● Do this
Make an exact copy of all the records.
______
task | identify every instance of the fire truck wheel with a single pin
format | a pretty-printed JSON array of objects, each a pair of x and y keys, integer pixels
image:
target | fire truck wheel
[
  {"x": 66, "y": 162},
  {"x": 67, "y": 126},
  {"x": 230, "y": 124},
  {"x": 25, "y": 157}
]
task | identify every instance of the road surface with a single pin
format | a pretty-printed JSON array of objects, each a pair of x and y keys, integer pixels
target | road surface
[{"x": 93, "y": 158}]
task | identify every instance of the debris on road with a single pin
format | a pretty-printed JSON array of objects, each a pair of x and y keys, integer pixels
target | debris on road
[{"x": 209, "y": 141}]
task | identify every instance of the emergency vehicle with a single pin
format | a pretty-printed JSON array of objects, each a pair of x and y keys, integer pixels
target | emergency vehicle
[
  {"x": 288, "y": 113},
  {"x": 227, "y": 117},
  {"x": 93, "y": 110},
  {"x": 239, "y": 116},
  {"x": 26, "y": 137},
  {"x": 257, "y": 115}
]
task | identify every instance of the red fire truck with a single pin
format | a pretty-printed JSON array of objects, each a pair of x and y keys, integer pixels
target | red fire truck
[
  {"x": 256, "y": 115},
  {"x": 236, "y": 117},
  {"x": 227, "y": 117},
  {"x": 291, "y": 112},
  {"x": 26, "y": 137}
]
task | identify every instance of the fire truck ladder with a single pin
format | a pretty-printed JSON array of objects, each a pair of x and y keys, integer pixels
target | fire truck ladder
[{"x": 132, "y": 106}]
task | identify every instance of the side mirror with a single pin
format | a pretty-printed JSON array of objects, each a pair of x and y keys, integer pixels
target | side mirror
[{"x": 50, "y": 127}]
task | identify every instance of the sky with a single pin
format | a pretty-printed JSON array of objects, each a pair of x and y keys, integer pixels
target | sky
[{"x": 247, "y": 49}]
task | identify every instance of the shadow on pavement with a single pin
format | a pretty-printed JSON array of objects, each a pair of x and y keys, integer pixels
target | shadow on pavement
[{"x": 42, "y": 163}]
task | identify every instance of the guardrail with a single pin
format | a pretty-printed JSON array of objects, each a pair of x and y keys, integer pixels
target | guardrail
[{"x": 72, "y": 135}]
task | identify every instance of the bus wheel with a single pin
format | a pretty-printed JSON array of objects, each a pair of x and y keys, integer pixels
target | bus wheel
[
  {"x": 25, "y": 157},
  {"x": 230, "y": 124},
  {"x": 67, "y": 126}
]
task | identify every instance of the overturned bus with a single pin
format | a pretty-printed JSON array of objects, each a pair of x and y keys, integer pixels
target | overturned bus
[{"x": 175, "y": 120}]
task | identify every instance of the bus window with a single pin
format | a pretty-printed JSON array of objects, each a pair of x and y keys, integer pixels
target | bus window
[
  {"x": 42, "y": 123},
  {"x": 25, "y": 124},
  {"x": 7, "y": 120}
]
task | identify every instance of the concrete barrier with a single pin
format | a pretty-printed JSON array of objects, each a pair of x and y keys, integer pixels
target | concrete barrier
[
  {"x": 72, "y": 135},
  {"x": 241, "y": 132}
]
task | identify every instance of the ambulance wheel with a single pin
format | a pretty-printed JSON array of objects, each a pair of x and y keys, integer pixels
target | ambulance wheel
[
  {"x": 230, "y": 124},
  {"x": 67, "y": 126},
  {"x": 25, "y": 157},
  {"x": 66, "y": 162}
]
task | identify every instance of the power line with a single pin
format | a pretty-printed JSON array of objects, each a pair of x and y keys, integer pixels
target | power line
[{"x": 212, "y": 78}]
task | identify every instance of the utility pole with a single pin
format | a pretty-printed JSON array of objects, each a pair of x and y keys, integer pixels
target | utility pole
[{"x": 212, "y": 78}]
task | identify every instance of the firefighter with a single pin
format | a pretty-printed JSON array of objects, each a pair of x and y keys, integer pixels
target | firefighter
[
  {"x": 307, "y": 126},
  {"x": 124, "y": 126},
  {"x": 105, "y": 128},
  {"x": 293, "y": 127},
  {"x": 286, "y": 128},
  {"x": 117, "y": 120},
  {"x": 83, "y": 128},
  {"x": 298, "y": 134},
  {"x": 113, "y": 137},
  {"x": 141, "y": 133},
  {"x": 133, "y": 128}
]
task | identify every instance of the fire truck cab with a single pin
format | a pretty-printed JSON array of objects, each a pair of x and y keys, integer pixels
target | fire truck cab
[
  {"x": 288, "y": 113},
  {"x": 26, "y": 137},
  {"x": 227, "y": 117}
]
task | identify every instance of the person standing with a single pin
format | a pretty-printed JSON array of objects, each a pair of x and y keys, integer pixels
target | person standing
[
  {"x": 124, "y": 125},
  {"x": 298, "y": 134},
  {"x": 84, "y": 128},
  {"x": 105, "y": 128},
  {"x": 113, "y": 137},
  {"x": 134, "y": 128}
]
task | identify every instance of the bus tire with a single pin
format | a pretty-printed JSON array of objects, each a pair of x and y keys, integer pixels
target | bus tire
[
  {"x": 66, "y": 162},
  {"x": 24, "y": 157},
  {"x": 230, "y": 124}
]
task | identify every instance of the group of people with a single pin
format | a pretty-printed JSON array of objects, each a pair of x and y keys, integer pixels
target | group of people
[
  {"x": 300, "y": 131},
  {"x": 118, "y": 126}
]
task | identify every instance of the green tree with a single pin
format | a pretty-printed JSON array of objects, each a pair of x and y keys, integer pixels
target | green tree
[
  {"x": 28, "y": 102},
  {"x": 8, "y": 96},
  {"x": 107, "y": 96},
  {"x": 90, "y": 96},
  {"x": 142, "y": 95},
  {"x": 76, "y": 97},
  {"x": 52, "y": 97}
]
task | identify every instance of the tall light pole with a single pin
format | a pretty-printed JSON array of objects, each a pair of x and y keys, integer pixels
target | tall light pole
______
● Exercise response
task | identify every instance of the fire truck wheel with a single pin
format | a pretty-printed JSON array of objects, each a pair of x and y keys, integer pixels
image:
target | fire truck wheel
[
  {"x": 66, "y": 162},
  {"x": 67, "y": 126},
  {"x": 230, "y": 124},
  {"x": 25, "y": 157}
]
task | identify every instance of the road surface with a single pin
format | a pretty-printed JSON array of objects, each a pair of x and y keys, integer pixels
target | road surface
[{"x": 93, "y": 158}]
task | identify every instance of the debris on road with a single pin
format | a pretty-printed JSON array of objects, each a pair of x and y keys, integer pixels
target | debris on road
[{"x": 209, "y": 141}]
task | identify every instance of the emergency vehicle with a single pin
format | a pretty-printed JSON array of objects, each a pair of x and y keys, integer pixels
target | emergency vehicle
[
  {"x": 288, "y": 113},
  {"x": 227, "y": 117},
  {"x": 93, "y": 110},
  {"x": 239, "y": 116},
  {"x": 26, "y": 137},
  {"x": 257, "y": 115}
]
task | identify every instance of the red fire truck with a single pin
format | a pretty-printed JSON array of objects, each a pair of x and y keys, integer pixels
target | red fire truck
[
  {"x": 256, "y": 115},
  {"x": 236, "y": 117},
  {"x": 227, "y": 117},
  {"x": 291, "y": 112},
  {"x": 26, "y": 137}
]
task | identify every instance of the fire truck ladder with a single pin
format | a pretty-printed JSON array of objects, each a pair of x and y keys, integer pixels
target | fire truck ladder
[{"x": 132, "y": 106}]
task | identify every instance of the side mirror with a single pin
format | a pretty-printed JSON array of objects, each a pair of x and y keys, integer pixels
target | side mirror
[{"x": 50, "y": 127}]
task | identify every instance of the sky with a single pin
format | a pretty-printed JSON array of objects, each a pair of x and y keys, integer pixels
target | sky
[{"x": 247, "y": 49}]
task | identify every instance of the shadow on pavement with a single pin
format | a pretty-printed JSON array of objects, each a pair of x and y keys, integer pixels
target | shadow on pavement
[{"x": 42, "y": 163}]
task | identify every instance of the guardrail with a single pin
format | a pretty-printed JSON array of objects, each a pair of x and y keys, integer pixels
target | guardrail
[{"x": 72, "y": 135}]
task | identify every instance of the bus wheel with a single pin
format | a pretty-printed JSON array of objects, each a pair of x and y keys, integer pixels
target | bus wheel
[
  {"x": 25, "y": 157},
  {"x": 230, "y": 124},
  {"x": 67, "y": 126}
]
task | identify every instance of the overturned bus with a single pin
format | a pretty-printed JSON array of objects, each a pair of x and y keys, integer pixels
target | overturned bus
[{"x": 175, "y": 120}]
task | identify every instance of the bus window with a single pin
format | a pretty-printed JSON array of objects, each a pair of x and y keys, integer pixels
target | bus window
[
  {"x": 42, "y": 123},
  {"x": 25, "y": 124},
  {"x": 7, "y": 120}
]
task | identify every instance of the concrete barrier with a single pin
format | a pretty-printed JSON array of objects, each a pair of x and y keys, integer pixels
target | concrete barrier
[
  {"x": 72, "y": 135},
  {"x": 241, "y": 132}
]
task | identify every instance of the ambulance wheel with a single pin
format | a pretty-printed JSON array of objects, each a pair of x and y keys, integer pixels
target | ambulance wheel
[
  {"x": 230, "y": 124},
  {"x": 67, "y": 126},
  {"x": 25, "y": 157},
  {"x": 66, "y": 162}
]
task | identify every instance of the power line with a single pin
format | a pretty-printed JSON array of objects, each a pair of x and y keys, integer pixels
target | power line
[{"x": 212, "y": 78}]
task | identify every instance of the utility pole with a single pin
format | a pretty-printed JSON array of objects, each a pair of x and y keys, integer pixels
target | utility pole
[{"x": 212, "y": 78}]
task | identify every instance of the firefighter with a single pin
format | a pretty-printed JSON array of objects, each a pair of x and y keys, integer pixels
target | firefighter
[
  {"x": 307, "y": 126},
  {"x": 124, "y": 126},
  {"x": 105, "y": 128},
  {"x": 293, "y": 127},
  {"x": 286, "y": 128},
  {"x": 117, "y": 120},
  {"x": 83, "y": 128},
  {"x": 298, "y": 134},
  {"x": 113, "y": 137},
  {"x": 141, "y": 133},
  {"x": 133, "y": 128}
]
task | identify every instance of the fire truck cab with a single pin
format | a pretty-printed JSON array of objects, each a pair of x and y keys, integer pixels
target | fire truck cab
[
  {"x": 288, "y": 113},
  {"x": 26, "y": 137},
  {"x": 227, "y": 117}
]
task | identify every instance of the person standing with a single pin
format | a pretty-printed JSON array of objects, each a pair of x and y keys, integer pixels
target | person standing
[
  {"x": 124, "y": 125},
  {"x": 298, "y": 134},
  {"x": 84, "y": 128},
  {"x": 105, "y": 128},
  {"x": 113, "y": 137},
  {"x": 134, "y": 128}
]
task | identify every instance of the bus tire with a single pin
format | a pretty-printed JSON array of objects, each a pair of x and y keys, integer pixels
target | bus tire
[
  {"x": 66, "y": 162},
  {"x": 24, "y": 157},
  {"x": 230, "y": 124}
]
task | identify every instance of the group of people with a single pin
format | a pretty-printed JSON array of objects, each a pair of x and y keys, integer pixels
target | group of people
[
  {"x": 300, "y": 131},
  {"x": 118, "y": 126}
]
task | identify every instance of the green tree with a single pin
format | a pretty-printed JSON array of objects, each a pair of x and y keys, integer pixels
target | green tree
[
  {"x": 28, "y": 102},
  {"x": 8, "y": 96},
  {"x": 107, "y": 96},
  {"x": 90, "y": 96},
  {"x": 142, "y": 95},
  {"x": 76, "y": 97},
  {"x": 52, "y": 97}
]
task | identify every instance of the tall light pole with a single pin
format | a pretty-printed JSON array of objects, each a pair of x and y keys, integer pixels
target | tall light pole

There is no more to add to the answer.